Решение проблемы негосударственного охотнадзора, конечно, есть, и одно из возможных – предоставление егерям (не просто по должности, а по специальному уполномочию) права проверки документов (и установления соответствующей обязанности граждан их предъявлять). Это право вытекает из режима объекта (закрепленных охотугодий), а не из административного статуса.
Оно должно быть гарантировано, с одной стороны, возможностью применения обеспечительных мер в случае отказа, с другой – обязанностью возмещения вреда, причиненного неправомерными действиями надзирающего. Такая схема была заложена в нашем с Н.В. Краевым проекте закона «Об охоте», разработанном по заказу Минсельхоза России в 2005 году (Минсельхоз работу оплатил досрочно, принял без замечаний и – благополучно положил под сукно).
Когда мы видим человека, упорно пытающегося забить круглую дырку квадратным чопом, мы вынуждены сделать два предположения: либо он недостаточно тщательно продумал свои действия, либо и не стремится ее забить.
Создается ощущение, что в последнее время горячая поддержка требований предоставления права составления протоколов частным (общественным) егерям стала для многих охотоведов неким ритуальным жестом, знаком солидарности – он легок в исполнении, не требует умственных усилий, но создает ощущение единства и, тем самым, автоматически прибавляет сторонников.

ПЕРЕЧЕНЬ СТРОК:

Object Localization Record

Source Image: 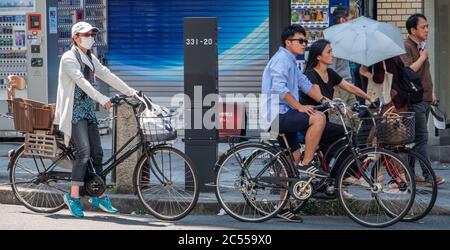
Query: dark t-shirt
[300,69,342,106]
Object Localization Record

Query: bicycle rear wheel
[9,146,73,213]
[216,144,289,222]
[397,150,438,222]
[134,146,199,221]
[337,148,415,228]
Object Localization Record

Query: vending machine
[0,0,58,137]
[291,0,350,67]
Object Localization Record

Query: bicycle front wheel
[134,146,199,221]
[397,150,438,222]
[337,148,416,228]
[216,144,289,222]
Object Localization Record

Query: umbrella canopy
[324,17,406,66]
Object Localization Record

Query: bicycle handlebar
[109,91,142,108]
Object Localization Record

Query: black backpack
[395,58,424,105]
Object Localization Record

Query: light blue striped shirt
[260,47,312,129]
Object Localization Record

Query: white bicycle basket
[137,95,177,142]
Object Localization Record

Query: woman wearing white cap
[54,22,136,217]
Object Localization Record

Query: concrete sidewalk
[0,136,450,215]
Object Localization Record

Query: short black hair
[305,39,331,71]
[333,5,350,24]
[406,13,427,35]
[281,24,306,48]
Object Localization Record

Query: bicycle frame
[22,97,175,186]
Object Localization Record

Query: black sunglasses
[288,38,308,45]
[77,33,97,38]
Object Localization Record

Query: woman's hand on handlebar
[103,100,112,110]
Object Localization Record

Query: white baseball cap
[72,22,99,37]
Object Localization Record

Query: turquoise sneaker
[89,196,118,213]
[64,193,84,218]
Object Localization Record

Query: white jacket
[53,48,136,145]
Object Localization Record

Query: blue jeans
[412,101,431,167]
[70,119,103,186]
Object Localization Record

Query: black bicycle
[215,99,415,227]
[8,96,199,220]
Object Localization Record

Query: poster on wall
[13,27,26,50]
[0,0,36,15]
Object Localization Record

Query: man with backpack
[401,14,445,185]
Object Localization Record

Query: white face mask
[80,36,95,49]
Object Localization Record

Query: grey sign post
[184,17,219,191]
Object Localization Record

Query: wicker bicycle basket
[356,112,415,146]
[138,114,177,143]
[8,98,57,158]
[8,98,55,133]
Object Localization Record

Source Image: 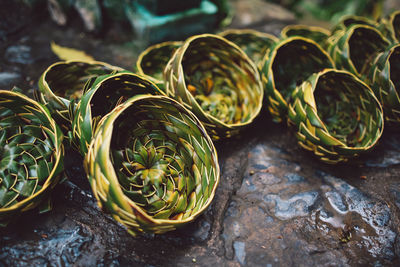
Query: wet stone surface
[0,1,400,266]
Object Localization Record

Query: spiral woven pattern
[165,34,263,140]
[0,90,63,225]
[289,69,383,163]
[219,29,278,66]
[72,73,163,155]
[136,42,182,89]
[328,25,389,77]
[38,61,122,131]
[85,95,219,235]
[369,44,400,123]
[262,36,334,122]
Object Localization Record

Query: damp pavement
[0,1,400,267]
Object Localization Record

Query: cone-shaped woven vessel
[219,29,278,66]
[281,25,331,47]
[85,95,220,235]
[289,69,383,163]
[379,10,400,44]
[72,73,163,155]
[165,34,263,140]
[136,42,182,90]
[38,61,122,131]
[369,44,400,123]
[262,36,334,122]
[328,25,389,77]
[0,90,63,225]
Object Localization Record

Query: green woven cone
[219,29,278,66]
[85,95,220,235]
[288,69,383,163]
[165,34,263,140]
[328,25,389,77]
[72,73,163,155]
[38,61,123,132]
[369,44,400,123]
[0,90,63,226]
[136,42,182,90]
[281,25,331,47]
[379,10,400,44]
[262,36,334,122]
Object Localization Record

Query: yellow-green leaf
[51,42,94,61]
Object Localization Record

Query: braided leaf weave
[136,42,182,90]
[289,69,383,163]
[72,73,163,155]
[262,36,334,122]
[38,61,122,131]
[327,25,389,77]
[165,34,263,140]
[369,44,400,123]
[0,90,63,225]
[219,29,278,66]
[85,95,219,235]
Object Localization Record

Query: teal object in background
[126,0,218,43]
[42,0,223,44]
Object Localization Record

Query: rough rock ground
[0,1,400,266]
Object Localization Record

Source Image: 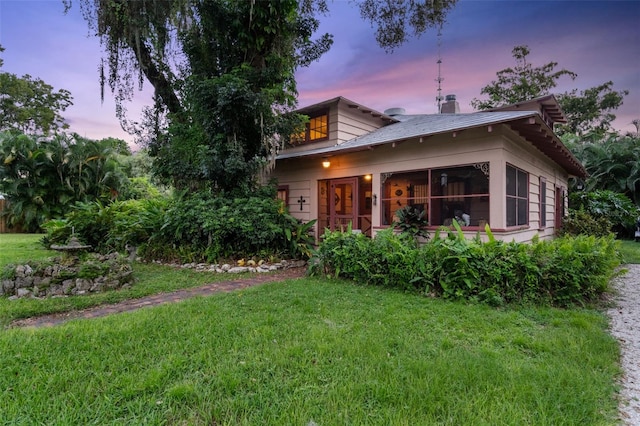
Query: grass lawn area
[0,235,620,425]
[620,240,640,263]
[0,279,619,425]
[0,234,255,324]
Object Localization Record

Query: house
[272,95,586,241]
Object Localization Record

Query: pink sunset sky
[0,0,640,146]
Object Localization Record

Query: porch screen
[507,164,529,226]
[382,163,489,227]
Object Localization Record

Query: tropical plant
[392,206,429,239]
[0,132,126,232]
[70,0,456,196]
[563,134,640,206]
[569,190,640,236]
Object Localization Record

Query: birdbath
[51,236,91,262]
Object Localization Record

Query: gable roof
[486,95,567,125]
[276,95,587,178]
[296,96,398,123]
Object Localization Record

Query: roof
[486,95,567,123]
[296,96,398,123]
[276,110,587,177]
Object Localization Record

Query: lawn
[620,240,640,263]
[0,279,619,425]
[0,236,620,425]
[0,234,255,329]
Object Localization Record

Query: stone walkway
[10,268,306,327]
[607,265,640,426]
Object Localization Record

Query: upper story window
[291,111,329,144]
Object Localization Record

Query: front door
[329,178,358,235]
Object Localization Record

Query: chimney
[440,95,460,114]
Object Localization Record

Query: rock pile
[0,253,133,299]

ЗАДАНИЕ: Перечислите все действия, которые, согласно отрывку об охотнадзоре, Минсельхоз России совершил с проектом закона «Об охоте» после его разработки. Строки взяты из другого источника.

ПИСЬМЕННЫЙ ОТВЕТ: Минсельхоз оплатил работу досрочно, принял ее без замечаний и положил под сукно.